*Set problem a*
In the Visitor pattern text, where did the Delphi Object Pascal implementation come from?

[start of Given text]

This Visitor pattern is based on the Visitor pattern as described in [Gam+, pages 331..344]. The implementation in Delphi’s Object Pascal language originates from White Ants.
‘Represents an operation to be performed on the elements of an object structure. Visitor lets you define a new operation without changing the classes of the elements on which it operates’ [Gam+, page 331].
The motivation is an adjusted version of the motivation as described in [Gam+, page 331..332].
Consider the implementation of an OO CASE-tool which represents models using classes and members. Inside this CASE-tool there are lots of operations on members such as: drawing members in lists, generating source code for members and creating help entries for members.
Most of these actions will need to treat members that represent fields differently from members that represent methods or properties. Hence there will be one class for fields, another for methods, and so on. The set of member types, which is dependent on the target language,
doesn’t change much.
This diagram shows part of the member hierarchy. The problem here is that distributing all these operations across the various member classes leads to a system that’s hard to understand, maintain and change. It will be confusing to have drawing behaviour code mixed with code generation or help file generation code. Moreover adding a new operation usually will have to be implemented in all off the member classes, which will spread the related code around and requires recompiling all of these classes. It would be better if each new operation could be added separately, and the member classes were independent of the operations that apply to them.
We can have both by packaging related operations from each class in a separate object, called a visitor, and passing it to members of a class’s member list as it’s traversed. When an member ‘accepts’ the visitor, it sends a request to the visitor that encodes the member’s class. It also includes the member as an argument. The visitor will then execute the operation for that member.

[end of Given text]

*Set problem b*
Please pull out each line of the records that contains the string "Output". Case matters.

[start of Information provided]

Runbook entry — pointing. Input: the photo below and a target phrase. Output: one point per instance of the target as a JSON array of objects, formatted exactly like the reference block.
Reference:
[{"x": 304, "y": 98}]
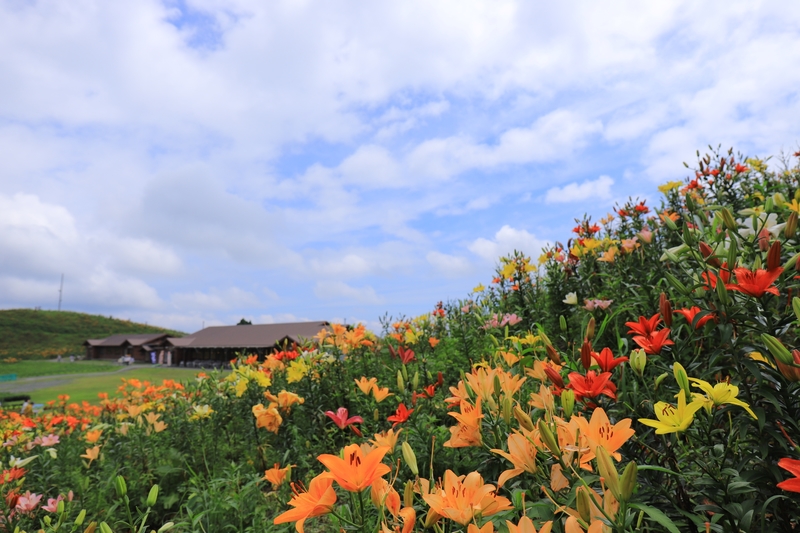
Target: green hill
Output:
[{"x": 26, "y": 333}]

[end of Information provided]

*Right answer a*
White Ants

*Right answer b*
Runbook entry — pointing. Input: the photo below and a target phrase. Output: one point per instance of the target as a JSON array of objects, formatted exactly like the reference block.
Output:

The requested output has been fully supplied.